[A listing]
========

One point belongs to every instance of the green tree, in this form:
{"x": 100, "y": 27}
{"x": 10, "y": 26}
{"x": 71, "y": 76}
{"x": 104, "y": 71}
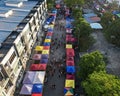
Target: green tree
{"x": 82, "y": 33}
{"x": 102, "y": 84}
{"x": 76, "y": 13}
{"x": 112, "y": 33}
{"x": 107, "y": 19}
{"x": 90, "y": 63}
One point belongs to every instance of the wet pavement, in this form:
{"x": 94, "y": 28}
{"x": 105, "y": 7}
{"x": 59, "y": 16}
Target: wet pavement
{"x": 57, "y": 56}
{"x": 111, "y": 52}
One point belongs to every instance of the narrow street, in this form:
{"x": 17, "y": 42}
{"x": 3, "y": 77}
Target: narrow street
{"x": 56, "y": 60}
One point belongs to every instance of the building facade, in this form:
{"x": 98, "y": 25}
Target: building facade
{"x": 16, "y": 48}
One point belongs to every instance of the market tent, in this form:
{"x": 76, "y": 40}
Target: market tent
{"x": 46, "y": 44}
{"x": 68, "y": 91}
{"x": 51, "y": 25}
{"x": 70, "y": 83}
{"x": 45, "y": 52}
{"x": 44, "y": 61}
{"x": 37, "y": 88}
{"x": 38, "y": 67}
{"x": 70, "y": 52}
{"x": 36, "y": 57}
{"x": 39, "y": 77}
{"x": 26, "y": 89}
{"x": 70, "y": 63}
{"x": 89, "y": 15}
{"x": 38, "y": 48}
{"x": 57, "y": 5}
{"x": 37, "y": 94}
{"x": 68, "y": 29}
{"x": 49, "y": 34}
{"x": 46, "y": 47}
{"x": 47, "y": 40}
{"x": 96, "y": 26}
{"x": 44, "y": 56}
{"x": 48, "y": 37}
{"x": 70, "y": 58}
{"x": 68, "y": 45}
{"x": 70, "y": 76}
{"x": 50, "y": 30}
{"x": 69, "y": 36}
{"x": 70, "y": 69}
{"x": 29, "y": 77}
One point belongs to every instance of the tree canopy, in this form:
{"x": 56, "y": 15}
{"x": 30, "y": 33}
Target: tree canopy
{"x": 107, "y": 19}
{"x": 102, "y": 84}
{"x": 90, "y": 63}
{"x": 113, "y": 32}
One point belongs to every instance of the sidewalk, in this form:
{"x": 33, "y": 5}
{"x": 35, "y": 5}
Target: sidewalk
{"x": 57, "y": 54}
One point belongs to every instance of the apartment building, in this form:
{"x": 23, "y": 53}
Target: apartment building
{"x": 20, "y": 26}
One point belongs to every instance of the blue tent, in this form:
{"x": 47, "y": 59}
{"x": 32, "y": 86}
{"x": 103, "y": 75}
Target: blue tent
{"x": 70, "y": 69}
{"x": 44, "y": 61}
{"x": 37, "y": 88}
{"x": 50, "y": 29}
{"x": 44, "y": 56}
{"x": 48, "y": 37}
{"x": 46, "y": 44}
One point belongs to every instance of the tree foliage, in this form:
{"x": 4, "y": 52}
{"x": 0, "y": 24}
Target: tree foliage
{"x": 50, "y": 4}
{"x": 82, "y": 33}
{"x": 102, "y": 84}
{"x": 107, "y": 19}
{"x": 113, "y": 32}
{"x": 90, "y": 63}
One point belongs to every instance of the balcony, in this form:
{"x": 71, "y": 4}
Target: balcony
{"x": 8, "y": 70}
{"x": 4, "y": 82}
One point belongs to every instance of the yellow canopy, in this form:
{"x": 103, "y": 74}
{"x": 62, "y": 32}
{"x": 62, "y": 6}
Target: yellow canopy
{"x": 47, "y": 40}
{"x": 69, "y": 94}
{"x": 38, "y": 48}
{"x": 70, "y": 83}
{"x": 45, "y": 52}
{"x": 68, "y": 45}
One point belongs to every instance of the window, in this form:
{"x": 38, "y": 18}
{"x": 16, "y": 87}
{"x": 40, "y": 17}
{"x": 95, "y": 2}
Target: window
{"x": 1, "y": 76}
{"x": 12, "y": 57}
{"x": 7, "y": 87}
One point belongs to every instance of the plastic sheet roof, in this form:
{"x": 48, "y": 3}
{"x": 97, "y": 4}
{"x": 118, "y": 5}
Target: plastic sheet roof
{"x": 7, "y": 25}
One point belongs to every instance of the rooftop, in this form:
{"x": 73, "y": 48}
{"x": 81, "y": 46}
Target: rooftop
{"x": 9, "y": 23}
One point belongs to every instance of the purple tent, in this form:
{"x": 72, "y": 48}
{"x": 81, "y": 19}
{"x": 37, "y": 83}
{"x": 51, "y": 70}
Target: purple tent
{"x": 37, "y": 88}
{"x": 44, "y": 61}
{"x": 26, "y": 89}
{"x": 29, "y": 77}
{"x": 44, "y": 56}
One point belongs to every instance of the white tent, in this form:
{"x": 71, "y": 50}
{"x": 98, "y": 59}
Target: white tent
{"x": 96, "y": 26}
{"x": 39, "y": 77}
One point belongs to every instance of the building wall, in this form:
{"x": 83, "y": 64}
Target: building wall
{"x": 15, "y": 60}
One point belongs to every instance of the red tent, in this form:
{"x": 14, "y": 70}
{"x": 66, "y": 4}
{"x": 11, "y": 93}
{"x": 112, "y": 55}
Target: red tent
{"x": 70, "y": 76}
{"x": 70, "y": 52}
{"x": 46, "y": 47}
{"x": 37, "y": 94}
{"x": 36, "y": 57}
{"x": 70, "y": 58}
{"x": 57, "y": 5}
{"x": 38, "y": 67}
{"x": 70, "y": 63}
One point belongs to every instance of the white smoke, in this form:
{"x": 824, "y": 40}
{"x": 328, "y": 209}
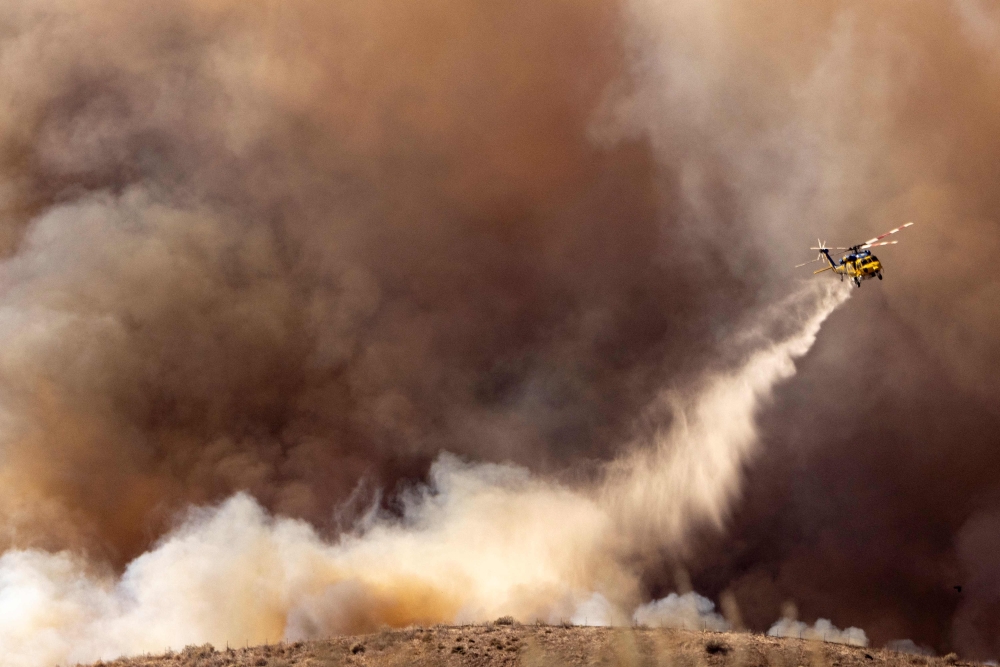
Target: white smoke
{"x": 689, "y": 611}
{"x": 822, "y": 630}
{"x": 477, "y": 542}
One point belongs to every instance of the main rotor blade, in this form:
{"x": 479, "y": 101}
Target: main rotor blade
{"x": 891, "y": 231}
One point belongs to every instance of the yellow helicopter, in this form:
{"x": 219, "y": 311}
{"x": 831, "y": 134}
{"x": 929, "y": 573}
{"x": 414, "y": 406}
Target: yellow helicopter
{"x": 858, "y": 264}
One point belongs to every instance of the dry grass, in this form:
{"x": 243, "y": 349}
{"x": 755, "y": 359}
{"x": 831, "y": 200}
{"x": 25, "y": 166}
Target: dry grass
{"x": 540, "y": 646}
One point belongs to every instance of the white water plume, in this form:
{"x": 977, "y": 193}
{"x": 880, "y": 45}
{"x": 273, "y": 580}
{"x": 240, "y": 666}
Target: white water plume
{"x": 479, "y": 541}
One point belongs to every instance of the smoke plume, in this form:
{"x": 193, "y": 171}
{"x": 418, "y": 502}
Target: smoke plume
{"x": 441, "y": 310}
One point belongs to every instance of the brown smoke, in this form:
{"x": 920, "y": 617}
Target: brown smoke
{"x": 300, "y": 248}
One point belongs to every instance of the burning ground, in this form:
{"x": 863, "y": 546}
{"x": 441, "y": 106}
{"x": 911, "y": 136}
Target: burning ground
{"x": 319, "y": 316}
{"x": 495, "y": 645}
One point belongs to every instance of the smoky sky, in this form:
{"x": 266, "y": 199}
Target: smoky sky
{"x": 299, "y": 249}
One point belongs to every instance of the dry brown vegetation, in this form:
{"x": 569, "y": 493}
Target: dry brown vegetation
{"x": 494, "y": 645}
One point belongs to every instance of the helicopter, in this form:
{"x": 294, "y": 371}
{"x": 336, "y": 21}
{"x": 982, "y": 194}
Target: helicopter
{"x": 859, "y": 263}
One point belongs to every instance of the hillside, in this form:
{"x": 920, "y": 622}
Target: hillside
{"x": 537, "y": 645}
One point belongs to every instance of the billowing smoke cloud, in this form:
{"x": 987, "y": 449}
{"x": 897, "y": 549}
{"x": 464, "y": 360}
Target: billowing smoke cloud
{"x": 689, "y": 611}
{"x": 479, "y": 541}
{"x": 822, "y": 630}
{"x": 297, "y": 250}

========

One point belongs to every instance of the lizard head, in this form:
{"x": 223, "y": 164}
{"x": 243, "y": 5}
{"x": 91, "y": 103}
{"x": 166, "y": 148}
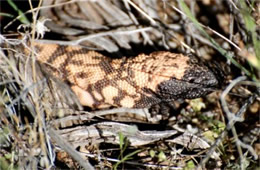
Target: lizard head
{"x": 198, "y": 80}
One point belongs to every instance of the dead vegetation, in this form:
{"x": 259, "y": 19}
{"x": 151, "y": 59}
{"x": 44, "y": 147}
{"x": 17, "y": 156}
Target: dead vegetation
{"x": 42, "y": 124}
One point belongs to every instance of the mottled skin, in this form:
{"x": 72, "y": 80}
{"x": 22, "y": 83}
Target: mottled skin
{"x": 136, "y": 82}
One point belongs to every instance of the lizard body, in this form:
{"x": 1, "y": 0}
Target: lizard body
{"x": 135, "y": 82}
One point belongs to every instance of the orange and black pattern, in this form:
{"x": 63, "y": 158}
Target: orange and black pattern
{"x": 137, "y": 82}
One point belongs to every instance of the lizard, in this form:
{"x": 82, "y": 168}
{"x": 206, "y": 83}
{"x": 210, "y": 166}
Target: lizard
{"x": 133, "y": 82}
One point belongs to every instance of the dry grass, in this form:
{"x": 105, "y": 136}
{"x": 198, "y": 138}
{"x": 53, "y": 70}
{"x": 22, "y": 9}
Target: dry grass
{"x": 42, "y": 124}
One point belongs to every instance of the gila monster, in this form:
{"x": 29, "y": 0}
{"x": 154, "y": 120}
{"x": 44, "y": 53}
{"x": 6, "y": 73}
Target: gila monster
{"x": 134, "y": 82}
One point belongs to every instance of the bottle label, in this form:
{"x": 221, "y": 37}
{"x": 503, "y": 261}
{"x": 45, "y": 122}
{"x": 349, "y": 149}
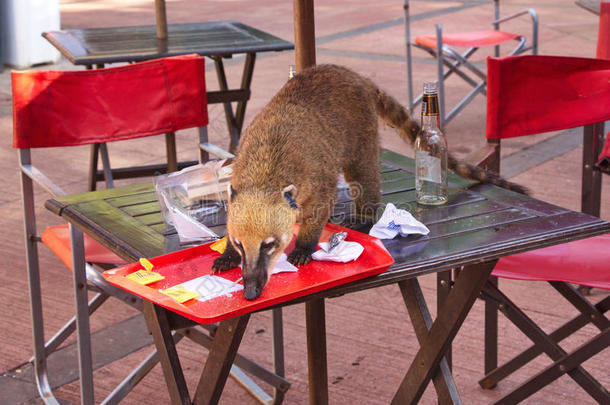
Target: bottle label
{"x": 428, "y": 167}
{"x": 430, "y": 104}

========

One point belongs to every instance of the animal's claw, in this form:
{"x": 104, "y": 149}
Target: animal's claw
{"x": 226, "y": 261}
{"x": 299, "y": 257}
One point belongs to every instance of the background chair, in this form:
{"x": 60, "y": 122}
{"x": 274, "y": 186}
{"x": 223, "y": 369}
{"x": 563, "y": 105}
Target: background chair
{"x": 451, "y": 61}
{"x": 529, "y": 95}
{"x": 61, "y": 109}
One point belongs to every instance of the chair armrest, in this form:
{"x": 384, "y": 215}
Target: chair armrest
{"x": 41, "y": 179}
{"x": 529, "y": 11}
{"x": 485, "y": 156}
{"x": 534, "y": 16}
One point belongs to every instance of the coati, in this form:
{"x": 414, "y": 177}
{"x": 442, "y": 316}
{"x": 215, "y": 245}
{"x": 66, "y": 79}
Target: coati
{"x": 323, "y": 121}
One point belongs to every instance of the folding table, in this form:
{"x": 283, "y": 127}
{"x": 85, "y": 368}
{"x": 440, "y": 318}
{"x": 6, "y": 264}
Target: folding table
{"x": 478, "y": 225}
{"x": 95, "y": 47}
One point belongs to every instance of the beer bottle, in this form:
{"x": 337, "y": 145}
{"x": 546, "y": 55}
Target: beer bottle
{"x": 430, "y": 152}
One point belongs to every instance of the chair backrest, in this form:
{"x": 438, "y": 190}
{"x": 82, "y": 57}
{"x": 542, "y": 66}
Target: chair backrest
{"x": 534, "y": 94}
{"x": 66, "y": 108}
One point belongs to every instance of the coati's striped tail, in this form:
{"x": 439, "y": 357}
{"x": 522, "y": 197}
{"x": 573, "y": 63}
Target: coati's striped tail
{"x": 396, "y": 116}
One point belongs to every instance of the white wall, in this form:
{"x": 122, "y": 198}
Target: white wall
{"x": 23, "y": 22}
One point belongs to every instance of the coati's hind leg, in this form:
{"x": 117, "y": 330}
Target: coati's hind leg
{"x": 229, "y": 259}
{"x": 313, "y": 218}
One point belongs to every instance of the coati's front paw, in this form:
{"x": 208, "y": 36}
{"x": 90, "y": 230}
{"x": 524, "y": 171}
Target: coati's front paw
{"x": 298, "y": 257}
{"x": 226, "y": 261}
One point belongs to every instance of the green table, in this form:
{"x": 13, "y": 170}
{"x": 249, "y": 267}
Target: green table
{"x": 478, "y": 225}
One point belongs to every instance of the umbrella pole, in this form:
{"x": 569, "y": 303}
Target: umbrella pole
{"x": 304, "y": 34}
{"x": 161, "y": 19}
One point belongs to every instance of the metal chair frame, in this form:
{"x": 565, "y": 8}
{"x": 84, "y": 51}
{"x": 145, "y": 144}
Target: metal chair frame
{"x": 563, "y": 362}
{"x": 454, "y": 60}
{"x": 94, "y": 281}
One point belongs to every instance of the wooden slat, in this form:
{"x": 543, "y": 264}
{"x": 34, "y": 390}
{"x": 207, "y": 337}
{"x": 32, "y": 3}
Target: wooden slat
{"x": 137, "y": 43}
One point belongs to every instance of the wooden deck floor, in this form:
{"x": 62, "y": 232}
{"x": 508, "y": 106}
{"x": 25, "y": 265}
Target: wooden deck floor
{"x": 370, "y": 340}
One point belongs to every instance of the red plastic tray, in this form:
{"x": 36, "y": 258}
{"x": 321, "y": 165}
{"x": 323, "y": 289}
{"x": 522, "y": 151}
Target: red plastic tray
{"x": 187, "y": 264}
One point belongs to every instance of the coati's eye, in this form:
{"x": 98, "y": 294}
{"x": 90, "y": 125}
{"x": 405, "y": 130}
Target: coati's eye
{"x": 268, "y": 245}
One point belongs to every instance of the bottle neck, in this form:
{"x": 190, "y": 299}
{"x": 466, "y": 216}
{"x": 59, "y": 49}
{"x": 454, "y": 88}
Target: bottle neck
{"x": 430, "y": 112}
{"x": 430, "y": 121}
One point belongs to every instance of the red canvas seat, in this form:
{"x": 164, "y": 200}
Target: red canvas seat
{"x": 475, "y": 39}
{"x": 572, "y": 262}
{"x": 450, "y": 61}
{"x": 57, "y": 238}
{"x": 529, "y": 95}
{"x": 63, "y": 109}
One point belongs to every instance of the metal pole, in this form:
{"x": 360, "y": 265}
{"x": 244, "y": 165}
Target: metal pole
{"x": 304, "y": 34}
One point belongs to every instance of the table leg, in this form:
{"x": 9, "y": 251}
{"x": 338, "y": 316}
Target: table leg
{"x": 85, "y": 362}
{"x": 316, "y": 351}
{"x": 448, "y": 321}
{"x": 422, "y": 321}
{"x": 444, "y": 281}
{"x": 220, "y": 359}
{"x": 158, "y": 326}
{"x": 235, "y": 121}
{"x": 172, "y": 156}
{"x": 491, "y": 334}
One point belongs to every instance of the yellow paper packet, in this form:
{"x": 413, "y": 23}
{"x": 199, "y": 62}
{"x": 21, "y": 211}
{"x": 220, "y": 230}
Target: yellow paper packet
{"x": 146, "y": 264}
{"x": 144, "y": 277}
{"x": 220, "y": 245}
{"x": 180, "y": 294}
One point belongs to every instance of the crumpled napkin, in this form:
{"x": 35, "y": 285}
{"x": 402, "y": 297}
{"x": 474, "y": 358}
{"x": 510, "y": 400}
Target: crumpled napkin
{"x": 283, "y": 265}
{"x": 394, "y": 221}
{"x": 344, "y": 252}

========

What to do
Please select every line of the listing above that contains the string "mottled", treating case as significant.

Exercise answer
One point belongs to every instance of the mottled skin, in this form:
Target: mottled skin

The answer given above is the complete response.